*** Opening Document text ***

USF Health College of Public Health, University of South Florida

Dr. Sten H. Vermund is Senior Associate Vice President of USF Health and Dean of the USF Health College of Public Health at the University of South Florida. He is a pediatrician and infectious disease epidemiologist focused on diseases of low and middle‑income countries. His work on HIV‑HPV interactions among women in Bronx methadone programs motivated a change in the 1993 CDC AIDS case surveillance definition and inspired cervical cancer screening programs launched within HIV/AIDS programs around the world.

The thrust of his research has focused on health care access, adolescent sexual and reproductive health and rights, and prevention of HIV transmission among general and key populations, including mother‑to‑child.

*** Closing Document text ***
*** Opening Data supplied ***

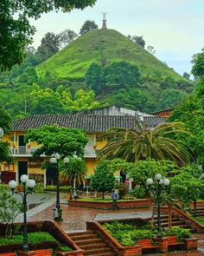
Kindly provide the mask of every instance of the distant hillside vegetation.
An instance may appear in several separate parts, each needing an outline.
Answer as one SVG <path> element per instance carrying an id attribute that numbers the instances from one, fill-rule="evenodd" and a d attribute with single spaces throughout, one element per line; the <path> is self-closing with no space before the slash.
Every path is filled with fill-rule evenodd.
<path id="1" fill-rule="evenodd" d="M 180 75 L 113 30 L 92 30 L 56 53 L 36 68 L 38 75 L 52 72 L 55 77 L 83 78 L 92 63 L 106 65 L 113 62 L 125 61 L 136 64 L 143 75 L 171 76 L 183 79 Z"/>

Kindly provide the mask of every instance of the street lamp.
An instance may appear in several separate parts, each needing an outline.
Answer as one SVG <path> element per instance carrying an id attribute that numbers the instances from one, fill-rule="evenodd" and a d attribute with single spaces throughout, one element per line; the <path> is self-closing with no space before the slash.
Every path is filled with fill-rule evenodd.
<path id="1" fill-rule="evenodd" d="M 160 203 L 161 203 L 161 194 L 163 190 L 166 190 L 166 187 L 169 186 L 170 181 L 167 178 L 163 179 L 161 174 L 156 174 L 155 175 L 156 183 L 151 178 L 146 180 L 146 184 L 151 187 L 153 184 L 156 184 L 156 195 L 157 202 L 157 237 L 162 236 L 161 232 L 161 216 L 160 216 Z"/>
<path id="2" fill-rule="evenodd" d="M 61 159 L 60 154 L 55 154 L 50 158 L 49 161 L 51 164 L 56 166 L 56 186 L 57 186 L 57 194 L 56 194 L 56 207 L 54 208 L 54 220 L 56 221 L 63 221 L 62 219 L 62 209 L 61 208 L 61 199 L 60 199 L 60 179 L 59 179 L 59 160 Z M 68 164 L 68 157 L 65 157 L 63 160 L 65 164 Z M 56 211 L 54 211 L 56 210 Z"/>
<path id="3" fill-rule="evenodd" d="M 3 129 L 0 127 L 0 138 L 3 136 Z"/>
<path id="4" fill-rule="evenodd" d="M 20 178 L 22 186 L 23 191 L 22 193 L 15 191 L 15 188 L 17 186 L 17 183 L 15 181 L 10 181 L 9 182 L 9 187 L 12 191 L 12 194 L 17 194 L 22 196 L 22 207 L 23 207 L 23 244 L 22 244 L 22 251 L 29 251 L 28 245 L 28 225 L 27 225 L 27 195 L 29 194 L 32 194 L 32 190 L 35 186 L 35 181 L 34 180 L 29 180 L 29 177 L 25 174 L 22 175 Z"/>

*** Closing Data supplied ***
*** Opening Data supplied ***

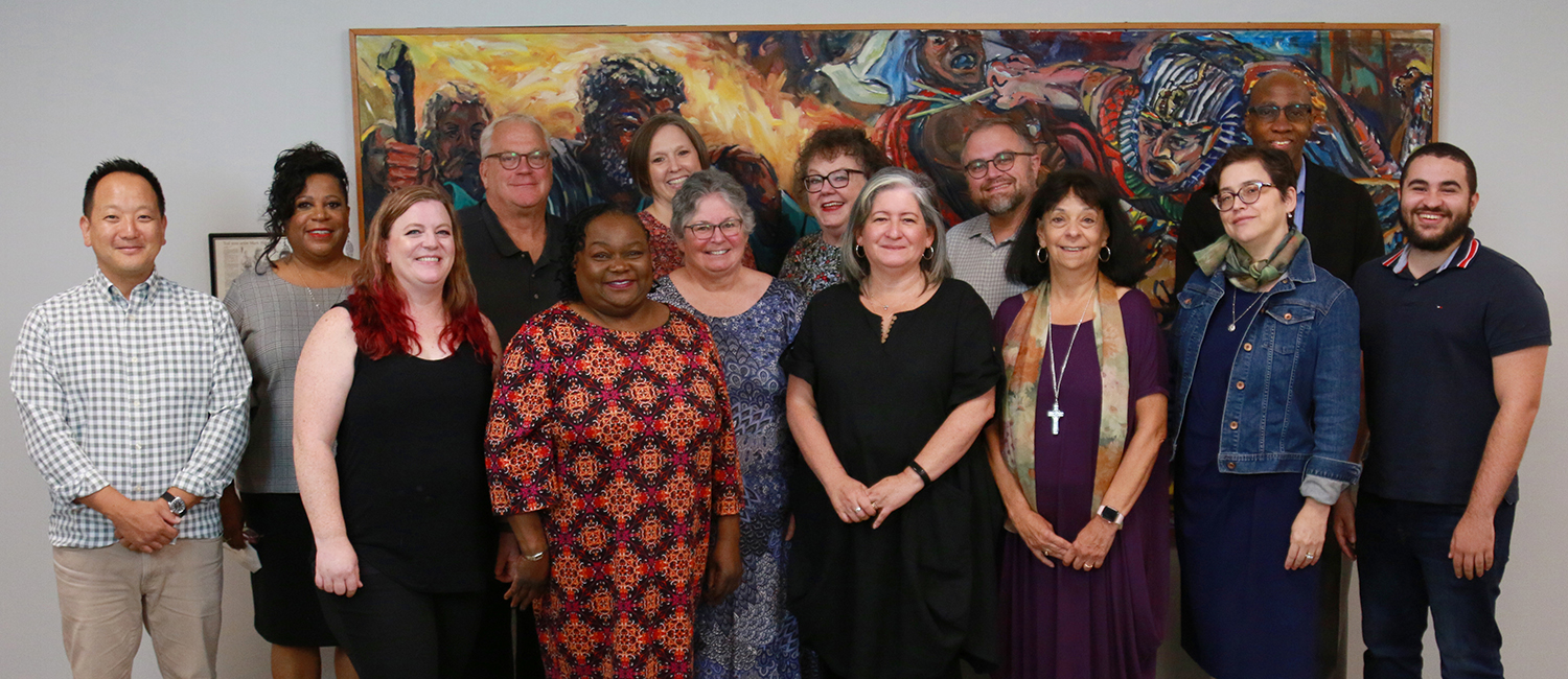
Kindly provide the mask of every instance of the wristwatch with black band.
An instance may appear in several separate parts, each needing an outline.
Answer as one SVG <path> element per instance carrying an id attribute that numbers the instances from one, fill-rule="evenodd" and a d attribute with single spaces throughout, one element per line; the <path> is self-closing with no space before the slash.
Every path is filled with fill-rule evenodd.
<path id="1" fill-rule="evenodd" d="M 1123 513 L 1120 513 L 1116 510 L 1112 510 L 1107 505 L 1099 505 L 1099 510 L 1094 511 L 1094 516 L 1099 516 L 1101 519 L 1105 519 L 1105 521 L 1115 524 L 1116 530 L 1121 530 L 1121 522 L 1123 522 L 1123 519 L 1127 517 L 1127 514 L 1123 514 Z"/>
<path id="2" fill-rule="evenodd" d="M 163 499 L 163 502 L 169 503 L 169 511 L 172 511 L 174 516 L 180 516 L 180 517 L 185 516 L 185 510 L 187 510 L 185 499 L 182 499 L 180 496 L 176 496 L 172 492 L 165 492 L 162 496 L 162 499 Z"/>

*** Closing Data supplied ***

▶ _Problems and tasks_
A. Answer these questions using the profile of Sten H. Vermund.
(i) What two positions does he hold at the University of South Florida?
(ii) Which 1993 definition did his work on HIV‑HPV interactions help change?
(iii) Besides HIV prevention, what two research areas does the profile name?
B. Carry the profile of Sten H. Vermund forward, starting right after its final sentence.

▶ _Answers for each item_
A.
(i) Senior Associate Vice President of USF Health and Dean of the USF Health College of Public Health
(ii) The CDC AIDS case surveillance definition
(iii) Health care access, and adolescent sexual and reproductive health and rights

B.
Dr. Vermund has become increasingly engaged in health policy, particularly around the sustainability of HIV/AIDS programs and their expansion to non‑communicable diseases, the coronavirus pandemic response and prevention, and public health workforce development. His recent grants include capacity‑building for public health in Chad, molecular epidemiology for HIV in Kazakhstan, and COVID‑19 vaccine studies in the Dominican Republic and Connecticut. He has worked with schools and arts organizations for COVID‑19 risk mitigation and institutional safety.

Before joining USF, he was the Anna M.R. Lauder Professor of Public Health and Professor of Pediatrics at the Yale School of Medicine.